(Exercise goal)
What lines in this listing contain the string "undergrowth"? Report each one by copying it.
======== Source material ========
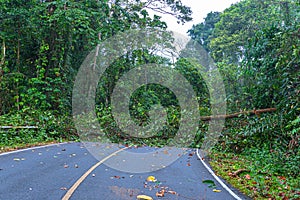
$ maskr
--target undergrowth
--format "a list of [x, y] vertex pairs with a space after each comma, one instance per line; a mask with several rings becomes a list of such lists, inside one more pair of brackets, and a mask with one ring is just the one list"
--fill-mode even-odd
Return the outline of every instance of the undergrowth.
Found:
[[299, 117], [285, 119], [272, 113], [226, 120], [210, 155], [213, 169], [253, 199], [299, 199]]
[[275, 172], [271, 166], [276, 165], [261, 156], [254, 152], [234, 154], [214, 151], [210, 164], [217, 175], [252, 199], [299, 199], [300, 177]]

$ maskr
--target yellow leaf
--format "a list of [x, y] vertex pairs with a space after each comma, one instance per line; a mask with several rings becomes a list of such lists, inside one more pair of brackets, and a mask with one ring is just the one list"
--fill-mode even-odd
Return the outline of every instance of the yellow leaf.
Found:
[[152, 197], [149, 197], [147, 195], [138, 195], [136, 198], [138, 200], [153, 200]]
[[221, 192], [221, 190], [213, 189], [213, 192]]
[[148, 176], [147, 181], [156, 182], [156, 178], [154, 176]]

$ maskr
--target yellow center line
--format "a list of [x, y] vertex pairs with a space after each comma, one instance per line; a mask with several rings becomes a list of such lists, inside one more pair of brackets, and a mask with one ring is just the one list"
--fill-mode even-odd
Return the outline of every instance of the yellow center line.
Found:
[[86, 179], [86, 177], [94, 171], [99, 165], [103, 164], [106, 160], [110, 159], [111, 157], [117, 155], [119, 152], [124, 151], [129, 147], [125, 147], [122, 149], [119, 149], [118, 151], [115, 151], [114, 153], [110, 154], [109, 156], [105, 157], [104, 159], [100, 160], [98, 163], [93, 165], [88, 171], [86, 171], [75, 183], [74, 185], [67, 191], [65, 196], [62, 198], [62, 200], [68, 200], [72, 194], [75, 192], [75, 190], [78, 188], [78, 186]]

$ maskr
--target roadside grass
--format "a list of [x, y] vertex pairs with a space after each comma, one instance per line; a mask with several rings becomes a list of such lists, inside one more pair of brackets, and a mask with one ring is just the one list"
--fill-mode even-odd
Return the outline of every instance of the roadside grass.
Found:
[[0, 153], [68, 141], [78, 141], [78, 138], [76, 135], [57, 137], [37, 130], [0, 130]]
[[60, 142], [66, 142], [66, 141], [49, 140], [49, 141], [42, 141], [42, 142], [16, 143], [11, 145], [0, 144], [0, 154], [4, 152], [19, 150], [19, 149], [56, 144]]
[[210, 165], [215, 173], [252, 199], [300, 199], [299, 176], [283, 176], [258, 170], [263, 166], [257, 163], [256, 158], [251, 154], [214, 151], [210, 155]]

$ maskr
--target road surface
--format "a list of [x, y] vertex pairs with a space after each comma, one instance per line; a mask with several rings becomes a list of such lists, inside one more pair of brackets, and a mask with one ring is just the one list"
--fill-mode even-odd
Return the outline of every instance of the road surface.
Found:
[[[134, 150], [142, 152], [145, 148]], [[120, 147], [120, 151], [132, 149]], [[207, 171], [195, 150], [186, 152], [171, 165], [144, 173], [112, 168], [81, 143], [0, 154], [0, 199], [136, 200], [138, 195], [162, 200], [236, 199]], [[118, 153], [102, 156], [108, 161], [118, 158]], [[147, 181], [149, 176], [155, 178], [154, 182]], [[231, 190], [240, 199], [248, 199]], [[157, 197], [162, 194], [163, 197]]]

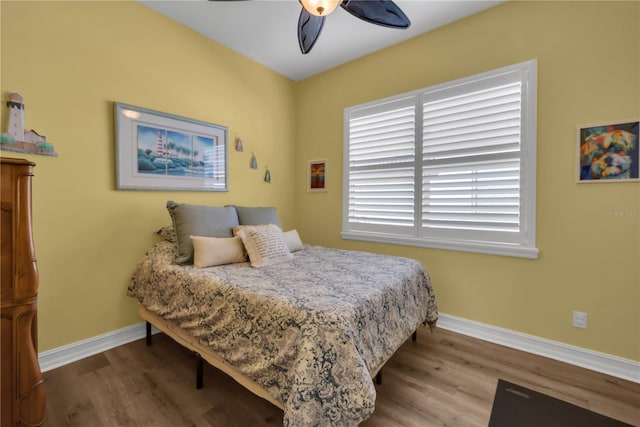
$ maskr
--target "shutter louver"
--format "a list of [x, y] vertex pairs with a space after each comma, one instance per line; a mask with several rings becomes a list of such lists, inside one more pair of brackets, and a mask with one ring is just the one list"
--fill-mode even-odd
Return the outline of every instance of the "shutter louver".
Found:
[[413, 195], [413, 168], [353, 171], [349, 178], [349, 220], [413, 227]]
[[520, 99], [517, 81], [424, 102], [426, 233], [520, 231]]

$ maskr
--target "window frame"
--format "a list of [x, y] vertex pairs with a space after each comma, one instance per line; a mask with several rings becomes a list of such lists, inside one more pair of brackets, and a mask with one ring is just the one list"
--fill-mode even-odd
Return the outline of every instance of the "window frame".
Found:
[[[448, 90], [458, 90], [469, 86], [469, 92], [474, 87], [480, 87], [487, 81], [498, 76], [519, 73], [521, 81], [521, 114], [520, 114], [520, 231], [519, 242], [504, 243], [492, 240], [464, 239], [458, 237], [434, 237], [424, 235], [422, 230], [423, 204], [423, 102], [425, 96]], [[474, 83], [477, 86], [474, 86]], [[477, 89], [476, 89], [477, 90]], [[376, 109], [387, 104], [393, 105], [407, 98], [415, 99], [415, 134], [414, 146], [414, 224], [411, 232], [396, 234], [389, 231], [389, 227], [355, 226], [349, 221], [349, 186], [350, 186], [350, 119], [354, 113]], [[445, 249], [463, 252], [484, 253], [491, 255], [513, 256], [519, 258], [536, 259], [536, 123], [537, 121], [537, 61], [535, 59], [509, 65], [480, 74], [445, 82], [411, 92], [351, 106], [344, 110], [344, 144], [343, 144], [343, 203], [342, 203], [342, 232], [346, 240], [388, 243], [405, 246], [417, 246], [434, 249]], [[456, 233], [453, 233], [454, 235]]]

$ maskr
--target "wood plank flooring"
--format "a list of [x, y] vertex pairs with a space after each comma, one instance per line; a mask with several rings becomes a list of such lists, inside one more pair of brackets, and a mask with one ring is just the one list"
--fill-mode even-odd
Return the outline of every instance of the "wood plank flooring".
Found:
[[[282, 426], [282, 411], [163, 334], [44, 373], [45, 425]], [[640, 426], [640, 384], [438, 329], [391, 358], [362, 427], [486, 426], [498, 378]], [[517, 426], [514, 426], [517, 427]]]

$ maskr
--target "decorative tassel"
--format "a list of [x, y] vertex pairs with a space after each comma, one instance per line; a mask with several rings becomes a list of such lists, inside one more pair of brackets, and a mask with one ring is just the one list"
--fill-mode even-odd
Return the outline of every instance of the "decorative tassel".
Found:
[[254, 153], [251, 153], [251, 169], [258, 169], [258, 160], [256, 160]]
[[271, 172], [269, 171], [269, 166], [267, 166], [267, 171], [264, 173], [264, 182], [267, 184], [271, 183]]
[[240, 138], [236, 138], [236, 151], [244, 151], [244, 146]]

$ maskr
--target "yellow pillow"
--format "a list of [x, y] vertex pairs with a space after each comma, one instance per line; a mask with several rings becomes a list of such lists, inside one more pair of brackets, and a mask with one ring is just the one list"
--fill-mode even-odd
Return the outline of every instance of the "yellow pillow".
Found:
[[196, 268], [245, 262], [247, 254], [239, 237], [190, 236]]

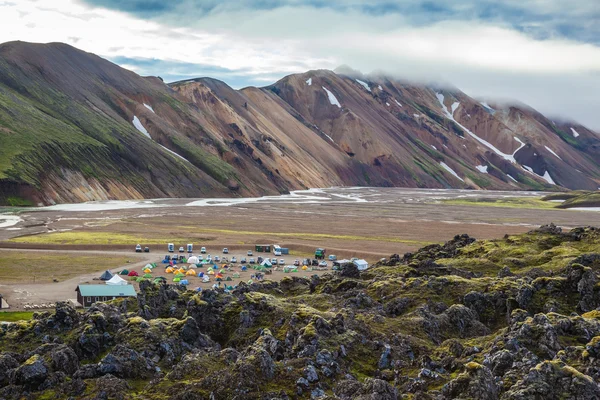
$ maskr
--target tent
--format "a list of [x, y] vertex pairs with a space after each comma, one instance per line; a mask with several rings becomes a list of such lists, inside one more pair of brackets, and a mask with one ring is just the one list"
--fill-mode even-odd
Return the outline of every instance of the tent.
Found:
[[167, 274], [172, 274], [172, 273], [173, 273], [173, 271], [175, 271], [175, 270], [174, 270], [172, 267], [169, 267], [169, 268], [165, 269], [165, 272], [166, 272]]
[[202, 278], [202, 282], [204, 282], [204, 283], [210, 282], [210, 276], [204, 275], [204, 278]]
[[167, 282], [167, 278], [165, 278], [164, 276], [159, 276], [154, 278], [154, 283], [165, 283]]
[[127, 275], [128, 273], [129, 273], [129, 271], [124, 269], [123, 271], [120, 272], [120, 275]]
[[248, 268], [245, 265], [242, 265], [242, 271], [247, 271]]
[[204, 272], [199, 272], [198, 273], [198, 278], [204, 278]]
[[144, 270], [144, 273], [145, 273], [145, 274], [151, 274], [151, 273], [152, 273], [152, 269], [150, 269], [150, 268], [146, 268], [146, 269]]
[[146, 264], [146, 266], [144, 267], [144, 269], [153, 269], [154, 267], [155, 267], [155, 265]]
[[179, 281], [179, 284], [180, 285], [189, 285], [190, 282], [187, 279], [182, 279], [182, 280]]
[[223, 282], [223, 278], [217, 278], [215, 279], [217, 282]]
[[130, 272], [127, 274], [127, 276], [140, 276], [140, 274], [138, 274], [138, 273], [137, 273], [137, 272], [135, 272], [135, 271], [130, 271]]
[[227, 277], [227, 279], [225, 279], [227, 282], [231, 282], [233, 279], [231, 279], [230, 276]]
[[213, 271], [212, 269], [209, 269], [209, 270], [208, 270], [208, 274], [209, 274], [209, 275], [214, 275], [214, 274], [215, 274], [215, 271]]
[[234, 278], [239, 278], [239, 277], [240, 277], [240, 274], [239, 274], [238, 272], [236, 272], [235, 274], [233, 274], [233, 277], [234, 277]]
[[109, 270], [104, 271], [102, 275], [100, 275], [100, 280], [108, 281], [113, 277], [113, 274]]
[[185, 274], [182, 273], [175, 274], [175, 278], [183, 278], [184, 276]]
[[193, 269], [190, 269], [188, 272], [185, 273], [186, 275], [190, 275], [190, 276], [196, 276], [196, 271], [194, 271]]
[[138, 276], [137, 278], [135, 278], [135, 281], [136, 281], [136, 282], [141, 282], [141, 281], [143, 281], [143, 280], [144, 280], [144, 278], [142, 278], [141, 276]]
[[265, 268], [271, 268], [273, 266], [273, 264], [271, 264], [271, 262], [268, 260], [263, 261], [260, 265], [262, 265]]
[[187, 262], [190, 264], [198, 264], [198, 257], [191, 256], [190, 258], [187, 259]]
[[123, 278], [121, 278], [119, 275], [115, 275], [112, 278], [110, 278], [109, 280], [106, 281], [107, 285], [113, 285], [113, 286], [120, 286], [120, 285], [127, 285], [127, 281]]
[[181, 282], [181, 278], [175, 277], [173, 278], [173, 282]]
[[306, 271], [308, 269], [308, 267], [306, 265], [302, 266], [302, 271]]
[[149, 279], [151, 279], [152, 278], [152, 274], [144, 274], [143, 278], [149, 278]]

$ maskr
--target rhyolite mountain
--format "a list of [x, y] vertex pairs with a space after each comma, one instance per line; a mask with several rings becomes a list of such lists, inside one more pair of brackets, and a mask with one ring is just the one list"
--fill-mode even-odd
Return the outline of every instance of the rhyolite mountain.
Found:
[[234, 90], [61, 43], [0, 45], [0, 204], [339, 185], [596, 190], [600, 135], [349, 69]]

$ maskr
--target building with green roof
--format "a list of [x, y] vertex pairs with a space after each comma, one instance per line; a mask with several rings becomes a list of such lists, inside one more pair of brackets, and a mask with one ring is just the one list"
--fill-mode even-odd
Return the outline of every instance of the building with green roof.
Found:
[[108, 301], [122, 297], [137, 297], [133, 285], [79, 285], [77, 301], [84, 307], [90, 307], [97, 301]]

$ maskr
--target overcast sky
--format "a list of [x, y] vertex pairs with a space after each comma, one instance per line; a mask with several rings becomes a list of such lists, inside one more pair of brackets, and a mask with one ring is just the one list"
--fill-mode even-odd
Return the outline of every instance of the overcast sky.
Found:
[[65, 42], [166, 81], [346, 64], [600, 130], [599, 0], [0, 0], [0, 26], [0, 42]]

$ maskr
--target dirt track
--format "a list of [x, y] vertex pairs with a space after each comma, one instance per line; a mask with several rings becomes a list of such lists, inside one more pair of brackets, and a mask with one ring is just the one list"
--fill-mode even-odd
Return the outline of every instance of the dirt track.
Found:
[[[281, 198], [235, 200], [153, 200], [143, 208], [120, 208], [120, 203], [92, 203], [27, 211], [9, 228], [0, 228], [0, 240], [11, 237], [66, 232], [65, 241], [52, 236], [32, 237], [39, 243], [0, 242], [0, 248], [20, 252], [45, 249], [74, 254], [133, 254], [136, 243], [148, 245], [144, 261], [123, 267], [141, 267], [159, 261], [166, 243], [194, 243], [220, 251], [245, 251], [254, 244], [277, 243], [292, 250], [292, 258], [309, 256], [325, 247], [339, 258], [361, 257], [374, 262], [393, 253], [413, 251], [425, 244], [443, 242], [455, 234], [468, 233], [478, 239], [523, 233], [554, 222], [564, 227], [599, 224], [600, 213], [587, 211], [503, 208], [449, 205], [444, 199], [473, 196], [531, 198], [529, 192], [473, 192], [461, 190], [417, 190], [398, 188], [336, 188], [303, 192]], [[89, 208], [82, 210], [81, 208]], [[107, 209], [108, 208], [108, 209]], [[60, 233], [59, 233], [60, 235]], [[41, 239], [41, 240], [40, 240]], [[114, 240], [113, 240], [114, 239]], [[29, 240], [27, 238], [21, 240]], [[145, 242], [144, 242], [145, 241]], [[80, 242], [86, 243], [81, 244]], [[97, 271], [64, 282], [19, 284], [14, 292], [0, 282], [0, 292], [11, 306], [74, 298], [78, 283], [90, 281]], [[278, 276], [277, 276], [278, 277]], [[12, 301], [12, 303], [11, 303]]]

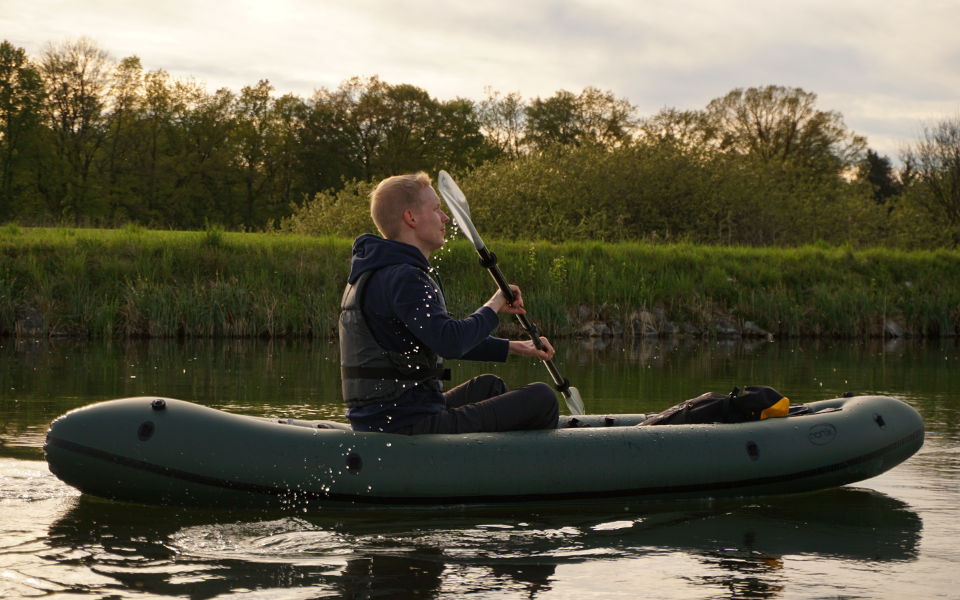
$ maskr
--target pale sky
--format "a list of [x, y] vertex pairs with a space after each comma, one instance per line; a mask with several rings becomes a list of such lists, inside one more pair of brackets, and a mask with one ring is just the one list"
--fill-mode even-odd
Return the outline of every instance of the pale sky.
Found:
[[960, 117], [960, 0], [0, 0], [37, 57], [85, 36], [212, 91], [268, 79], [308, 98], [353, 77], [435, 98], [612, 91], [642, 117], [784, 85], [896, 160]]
========
(Written reply)
--target undergrowth
Return the outline of every instance of the undergrowth.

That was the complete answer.